• _EXTRACTED TEXT_:
Reply:Re: [DISCUSS] Move to Spark DataSource V2 API

Posted by 受春柏 <sc...@126.com>.
Hi,leesf
  Supporting Spark datasource V2 has always been something we wanted to do, and we can get involved
在 2021-11-15 22:26:17,"leesf" <le...@gmail.com> 写道:
>Thanks Raymond for sharing the work has been done, agree that the 1st
>approach would need more work and time to make it  totally adapted to V2
>interfaces and would be different with different engines. Thus, to abstract
>the Hudi core writing/reading framework to adapt to different engines
>(approach 2 ) looks good to me at the moment since we do not need extra
>work to adapt to other engines and focus on spark writing/reading side.
>
>Raymond Xu <xu...@gmail.com> 于2021年11月14日周日 下午5:44写道:
>
>> Great initiative and idea, Leesf.
>>
>> Totally agreed on the benefits of adopting V2 APIs. On the 4th point "Total
>> use V2 writing interface"
>>
>> I have previously worked on implementing upsert with V2 writing interface
>> with SimpleIndex using broadcast join. The POC worked without fully
>> integrating with other table services. The downside of going this route
>> would be re-implementing most of the logic we have today with the RDD
>> writer path, including different indexing implementations, which are
>> non-trivial.
>>
>> Another route I've PoC'ed is to treat the current RDD writer path as Hudi
>> "writer framework": input Dataset<Row> going through different components
>> as we see today Client -> Specific ActionExecutor -> Helper ->
>> (dedup/indexing/tagging/build profile) -> Base Write ActionExecutor -> (map
>> partitions and perform write on Row iterator via parquet writer/reader) ->
>> return Dataset<WriterStatus>
>>
>> As you can see, the 1st approach is to adopt an engine-native framework (V2
>> writing interface in this case) to realize Hudi operations while the 2nd
>> approach is to adopt the Hudi "writer framework" by using engine-native
>> data-level APIs to realize Hudi operations. The 2nd approach gives better
>> flexibility in adopting different engines; it leverages engines'
>> capabilities to manipulate data while ensuring write operations
>> were realized in the "Hudi" way. The prerequisite to this is to have a
>> flexible Hudi abstraction on top of different engines' data-level APIs.

• _TASKS TO COMPLETE_:
• A. Convert every line of the rows below into a JSON list of strings, one string per line, leaving out blank lines.
• B. Carry on the mailing-list discussion about moving to the Spark DataSource V2 API, starting right after its last sentence.

• _GIVEN DATA_:
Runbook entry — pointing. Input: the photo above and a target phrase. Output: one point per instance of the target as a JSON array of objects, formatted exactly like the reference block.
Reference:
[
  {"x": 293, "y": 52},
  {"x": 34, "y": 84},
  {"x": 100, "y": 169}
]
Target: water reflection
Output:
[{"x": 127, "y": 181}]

• _RESPONSES_:
• A.
[
  "Runbook entry — pointing. Input: the photo above and a target phrase. Output: one point per instance of the target as a JSON array of objects, formatted exactly like the reference block.",
  "Reference:",
  "[",
  "  {\"x\": 293, \"y\": 52},",
  "  {\"x\": 34, \"y\": 84},",
  "  {\"x\": 100, \"y\": 169}",
  "]",
  "Target: water reflection",
  "Output:",
  "[{\"x\": 127, \"y\": 181}]"
]

• B.
>> Ethan has landed 2 major abstraction PRs to pave the way for it, which will
>> enable a great deal of code-reuse.
>>
>> The Hudi "writer framework" today consists of a bunch of Java classes. It
>> can be formalized and refactored along the way while implementing Row
>> writing. Once the "framework" is formalized, its flexibility can really
>> shine on bringing in new processing engines to Hudi. Something similar
>> could be done on the reader path too I suppose.
>>
>> On Tue, Nov 9, 2021 at 7:55 AM leesf <le...@gmail.com> wrote:
>>
>> > Hi all,
>> >
>> > I did see the community discuss moving to V2 datasource API before [1]
>> but
>> > get no more progress. So I want to bring up the discussion again to move
>> to
>> > spark datasource V2 api, Hudi still uses V1 api and relies heavily on RDD
>> > api to index, repartition and so on given the flexibility of RDD API.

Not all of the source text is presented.